L’uso tattico di rifornimenti d’acqua in guerra risale ad almeno quanto la civilizzazione stessa. Limitare ed esaurire I rifornimenti d’acqua è stato usato come un’arma d’assedio nel corso della storia.
Un esperto di politiche delle risorse idriche nel Medio Oriente, Mark Zeitoun ha sviluppato una teoria sull’ “idro – egemonia” in cui il controllo dei rifornimenti d’acqua è una componente intrinseca delle relazioni ineguali di potere. In quest’ottica, l’acqua è una parte integrante di tutti i tipi di conflitti, dall’antagonismo culturale all’aggressione militare. Ne segue che come la domanda globale di acqua cresce le aree che già fanno esperienza di stress d’acqua soffrono di più per cambiamenti imprevedibili del clima, quindi l’importanza delle tensioni sulle risorse idriche ad ogni livello crescerà proporzionalmente.

L’acqua è il cuore di molti conflitti nel mondo, sia che siano tra nazioni come l’Egitto e l’Etiopia, dove le tensioni diplomatiche sono alte, che siano tra le comunità del mondo in via di sviluppo e le imprese multinazionali come la Coca Cola in India, o tra regioni, tra paesi nell’occidente come gli Stati uniti dove vari stati sono coinvolti in battaglie legali sul rio Grande.

L’ISIS e l’arma delle risorse idriche

I militanti dell’ISIS, oltre alla diga Nuaimiyah, hanno sprangato 8 chiuse della diga di Fallujah che controllano il flusso del fiume, sommergendo d’acqua i terreni fino al fiume Eufrate e riducendo i livelli d’acqua nelle province del sud da dove passa il fiume. Molte famiglie sono state forzate ad andare via dalle loro case. I militanti dell’ISIS riaprirono 5 delle chiuse, temendo che la loro strategia potesse ritorcersi contro.
Sebbene l’ISIS non abbia dimostrato la capacità di operare da un punto di vista tecnologico nelle strutture idriche, l’organizzazione continua a perseguire il controllo delle dighe e dei sistemi idrici in Iraq e in Siria, che se acquisiti e adeguatamente mantenuti possono parzialmente legittimare il loro governo o alternativamente essere sfruttati come arma.
Istituzionalizzare la gestione delle risorse idriche e dei sistemi è un mezzo realistico per l’ISIS per espandere le sue fonti di finanziamento. Diversamente dalla produzione di petrolio dello “stato islamico”, che (illegalmente) opera nel mercato globale, l’acqua è un bene regionale che è grandemente dipendente dall’operatività di dighe idroelettriche locali. Per lo stato islamico queste dighe sono le più importanti locazioni strategiche nel paese.
========
## Operazioni richieste
a: Rispondi a queste domande sul testo sull'acqua come arma:
(i) Chi ha sviluppato la teoria sull'"idro-egemonia"?
(ii) Quante chiuse della diga di Fallujah hanno sprangato i militanti dell'ISIS?
(iii) In quale paese si svolge il conflitto tra le comunità locali e la Coca Cola?
b: Trascrivi fedelmente dal testo sull'acqua come arma tutto ciò che va da "L’uso tattico di" fino a "corso della storia.".
c: Scrivi il seguito del testo sull'acqua come arma, a partire dalla sua ultima frase.
Le righe riportate qui sotto provengono da un'altra fonte.

## Dati raccolti
========
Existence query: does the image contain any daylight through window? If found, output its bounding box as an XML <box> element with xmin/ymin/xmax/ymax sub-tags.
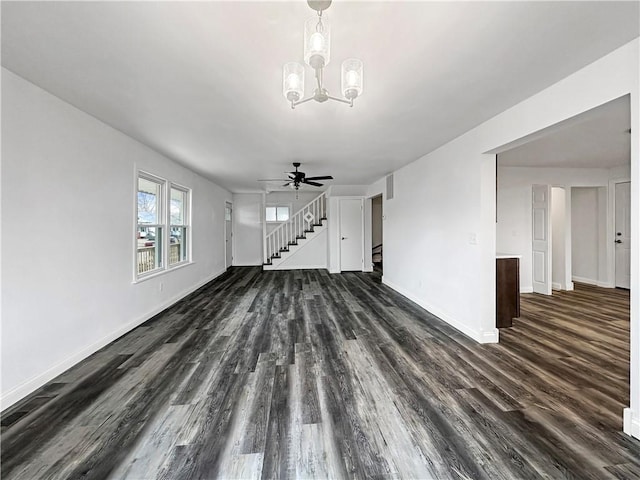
<box><xmin>135</xmin><ymin>172</ymin><xmax>190</xmax><ymax>278</ymax></box>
========
## Risposte in ordine
a:
(i) Mark Zeitoun.
(ii) 8.
(iii) In India.

b:
L’uso tattico di rifornimenti d’acqua in guerra risale ad almeno quanto la civilizzazione stessa. Limitare ed esaurire I rifornimenti d’acqua è stato usato come un’arma d’assedio nel corso della storia.

c:
L’ISIS ha iniziato a controllare le infrastrutture idriche nel 2013 con l’occupazione della Diga Tabqa, la più grande diga idroelettrica siriana che fornisce elettricità anche alla città di Aleppo. Durante l’invasione di Fallujah, l’ISIS effettivamente ha impiegato le vicine dighe,canali e bacini come armi, negando l’acqua ad aeree al di fuori del suo territorio. L’ISIS ha utilizzato la forza distruttrice dell’inondazione anche quando ha chiuso la diga di Thathar vicino Fallujah. L’ISIS riaprì almeno una delle chiuse della diga per inondare le aree limitrofe un attacco che uccise 127 soldati iracheni. Nella città dell’est della Siria, Raqqa, lo stato islamico ha esaurito le riserve d’acqua e distrutto le reti di distribuzione, forzando i residenti a contare su risorse idriche non trattate e dando vita alla diffusione di malattie trasmesse attraverso l’acqua, come l’epatite A e la febbre tifoidea.

Il comportamento dell’organizzazione in Fallujah, Raqqa e Mosul ci indica che lo stato islamico non possiede le risorse che servono per impiegare il soft power della governance attraverso la gestione delle infrastrutture tecnologiche della regione. Diversamente dalle comuni forme di finanziamento dell’ISIS, la ricchezza acquisita dal controllo e comando delle risorse come il petrolio o l’acqua ha bisogno di una pianificazione contingente sulle infrastrutture e di una forza lavoro molto qualificata. La supervisione delle dighe richiede un set di alta specializzazione di cui non c’è indicazione che l’ISIS le possieda.
Sfortunatamente, l’insicurezza delle risorse idriche si diffonde al di là dell’Iraq e della Siria, verso la Giordania. I rifugiati siriani ed iracheni si stanno radunando in una delle zone più stressate a livello di risorse idriche nel Medio Oriente, la regione ora perde acqua al secondo tasso più veloce del mondo. La Giordania che ha visto l’influsso di 750,000 rifugiati siriani e 60,000 rifugiati iracheni, sta esaurendo i suoi rifornimenti d’acqua di tre volte il tasso di ricarica, affrontando estreme siccità sistemando 3,000 nuovi rifugiati al giorno. Se l’ISIS diventa vincente nel governo delle infrastrutture, i rifugiati possono essere costretti a tornare a casa dove ci sono fonti idriche su cui possono contare e simpatizzare per l’ISIS, similmente alla crescente simpatia per lo “stato” islamico nella popolazione di Yarmouk in Siria, che ha sofferto delle tattiche estreme di Assad che erano il risultato di carenze di cibo ed acqua.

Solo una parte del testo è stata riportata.